Object outline annotations:
-------

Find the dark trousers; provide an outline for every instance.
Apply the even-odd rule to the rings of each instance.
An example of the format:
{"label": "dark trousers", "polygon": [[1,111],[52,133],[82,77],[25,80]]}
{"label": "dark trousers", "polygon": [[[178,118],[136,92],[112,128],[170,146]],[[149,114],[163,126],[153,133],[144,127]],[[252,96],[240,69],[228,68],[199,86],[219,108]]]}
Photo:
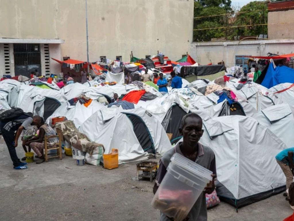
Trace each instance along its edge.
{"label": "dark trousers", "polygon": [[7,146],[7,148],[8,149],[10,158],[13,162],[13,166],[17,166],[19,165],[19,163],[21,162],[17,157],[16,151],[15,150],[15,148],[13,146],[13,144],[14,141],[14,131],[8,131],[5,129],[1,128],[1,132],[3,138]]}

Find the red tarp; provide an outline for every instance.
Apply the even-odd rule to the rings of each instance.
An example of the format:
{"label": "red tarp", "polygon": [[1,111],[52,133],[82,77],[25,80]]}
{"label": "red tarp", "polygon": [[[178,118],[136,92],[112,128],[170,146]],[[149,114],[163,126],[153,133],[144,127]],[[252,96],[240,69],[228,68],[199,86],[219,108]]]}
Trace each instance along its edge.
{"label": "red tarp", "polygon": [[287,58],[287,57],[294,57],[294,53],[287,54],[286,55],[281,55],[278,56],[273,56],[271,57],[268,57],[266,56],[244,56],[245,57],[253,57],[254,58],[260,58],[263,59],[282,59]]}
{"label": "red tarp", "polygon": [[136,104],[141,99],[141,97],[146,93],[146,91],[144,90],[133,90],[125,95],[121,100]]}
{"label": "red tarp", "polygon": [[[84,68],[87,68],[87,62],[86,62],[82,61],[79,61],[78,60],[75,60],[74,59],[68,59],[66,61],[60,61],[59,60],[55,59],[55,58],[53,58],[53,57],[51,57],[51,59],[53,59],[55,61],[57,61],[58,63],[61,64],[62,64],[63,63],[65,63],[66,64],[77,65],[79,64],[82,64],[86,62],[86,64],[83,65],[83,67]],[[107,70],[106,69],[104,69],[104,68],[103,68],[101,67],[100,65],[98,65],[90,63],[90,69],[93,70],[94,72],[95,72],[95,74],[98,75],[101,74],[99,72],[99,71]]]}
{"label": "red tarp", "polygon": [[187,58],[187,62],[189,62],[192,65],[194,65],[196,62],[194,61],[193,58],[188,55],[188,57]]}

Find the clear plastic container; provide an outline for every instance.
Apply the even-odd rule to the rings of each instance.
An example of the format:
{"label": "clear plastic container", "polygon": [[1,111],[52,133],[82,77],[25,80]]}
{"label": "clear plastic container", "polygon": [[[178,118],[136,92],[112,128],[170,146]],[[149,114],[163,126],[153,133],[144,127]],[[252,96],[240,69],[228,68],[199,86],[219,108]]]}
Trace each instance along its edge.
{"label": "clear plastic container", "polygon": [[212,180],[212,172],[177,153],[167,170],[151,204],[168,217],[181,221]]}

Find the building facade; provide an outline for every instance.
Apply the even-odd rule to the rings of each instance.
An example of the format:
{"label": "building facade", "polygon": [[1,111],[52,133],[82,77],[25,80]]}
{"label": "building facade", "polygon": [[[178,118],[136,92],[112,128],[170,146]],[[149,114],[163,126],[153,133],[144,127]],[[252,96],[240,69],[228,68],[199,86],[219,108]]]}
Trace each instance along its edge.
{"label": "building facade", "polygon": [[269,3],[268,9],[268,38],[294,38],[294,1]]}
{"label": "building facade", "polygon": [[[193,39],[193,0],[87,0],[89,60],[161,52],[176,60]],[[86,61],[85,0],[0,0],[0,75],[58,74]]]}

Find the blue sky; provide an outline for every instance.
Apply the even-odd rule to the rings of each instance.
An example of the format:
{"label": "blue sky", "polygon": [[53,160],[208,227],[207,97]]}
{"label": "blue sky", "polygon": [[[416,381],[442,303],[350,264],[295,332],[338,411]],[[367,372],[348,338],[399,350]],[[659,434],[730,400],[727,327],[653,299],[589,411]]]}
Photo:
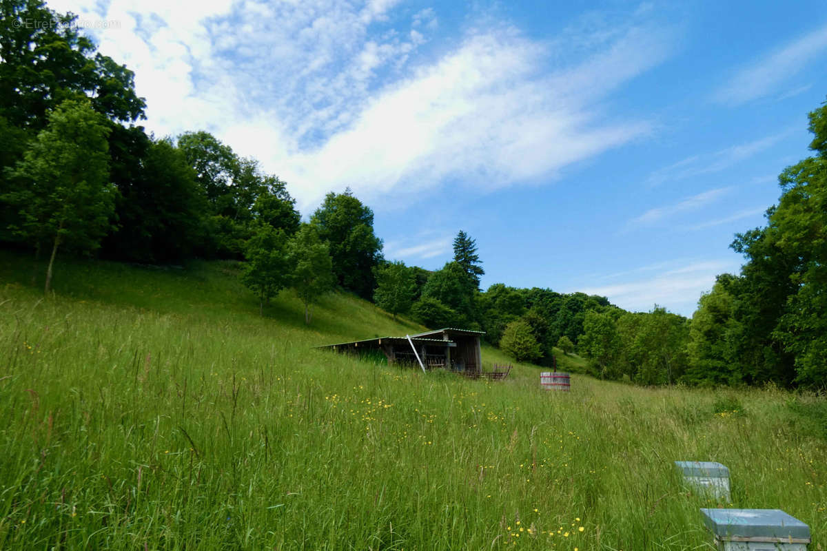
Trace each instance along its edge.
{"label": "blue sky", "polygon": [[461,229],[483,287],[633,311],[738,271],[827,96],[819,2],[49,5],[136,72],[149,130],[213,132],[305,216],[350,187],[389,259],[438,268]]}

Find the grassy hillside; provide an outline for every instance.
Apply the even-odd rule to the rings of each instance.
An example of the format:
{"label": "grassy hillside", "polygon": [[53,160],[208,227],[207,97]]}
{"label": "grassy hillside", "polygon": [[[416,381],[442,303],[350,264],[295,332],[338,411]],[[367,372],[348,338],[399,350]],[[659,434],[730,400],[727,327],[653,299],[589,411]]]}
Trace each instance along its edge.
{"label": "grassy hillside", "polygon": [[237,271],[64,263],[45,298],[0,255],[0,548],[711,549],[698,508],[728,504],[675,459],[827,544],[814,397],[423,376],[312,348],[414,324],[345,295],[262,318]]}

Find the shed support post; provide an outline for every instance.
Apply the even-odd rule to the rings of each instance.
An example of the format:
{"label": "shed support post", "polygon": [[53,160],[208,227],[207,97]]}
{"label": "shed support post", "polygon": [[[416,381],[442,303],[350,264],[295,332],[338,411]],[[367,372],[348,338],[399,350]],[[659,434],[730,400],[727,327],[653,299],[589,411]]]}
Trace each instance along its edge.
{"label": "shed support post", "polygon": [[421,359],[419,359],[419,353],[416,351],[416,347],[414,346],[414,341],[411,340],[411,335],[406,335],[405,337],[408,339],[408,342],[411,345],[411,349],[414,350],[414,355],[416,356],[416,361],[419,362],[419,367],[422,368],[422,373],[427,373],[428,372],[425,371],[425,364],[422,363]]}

-------

Copy out the records verbatim from the line containing "Find the grassy" through the end of the records, with both ends included.

Exercise result:
Find the grassy hillside; provide an outline for every instance.
Apply the even-odd rule to the rings of each instance.
An example of the format:
{"label": "grassy hillside", "polygon": [[53,160],[208,227],[207,97]]}
{"label": "grassy hillside", "polygon": [[[416,381],[442,303],[350,264],[295,332],[338,411]],[[367,372],[348,338],[399,350]],[[659,434],[730,400],[727,327],[653,299],[589,411]]]}
Trace each instance along its edge.
{"label": "grassy hillside", "polygon": [[237,271],[64,263],[45,298],[0,255],[0,548],[711,549],[698,508],[728,504],[675,459],[827,544],[814,397],[423,376],[312,348],[414,324],[345,295],[262,318]]}

Find the shed support post; provide an outline for every instance.
Apply the even-odd rule to the rings of each instance.
An example of the format:
{"label": "shed support post", "polygon": [[53,160],[208,227],[207,97]]}
{"label": "shed support post", "polygon": [[[416,381],[442,303],[350,264],[295,332],[338,411]],[[367,372],[348,338],[399,350]],[[659,434],[730,400],[727,327],[653,299],[589,411]]]}
Trace each instance along its edge.
{"label": "shed support post", "polygon": [[421,359],[419,359],[419,353],[416,351],[416,347],[414,346],[414,341],[411,340],[411,335],[406,335],[405,337],[408,339],[408,342],[411,345],[411,349],[414,350],[414,355],[416,356],[416,361],[419,362],[419,367],[422,368],[422,373],[427,373],[428,372],[425,371],[425,364],[422,363]]}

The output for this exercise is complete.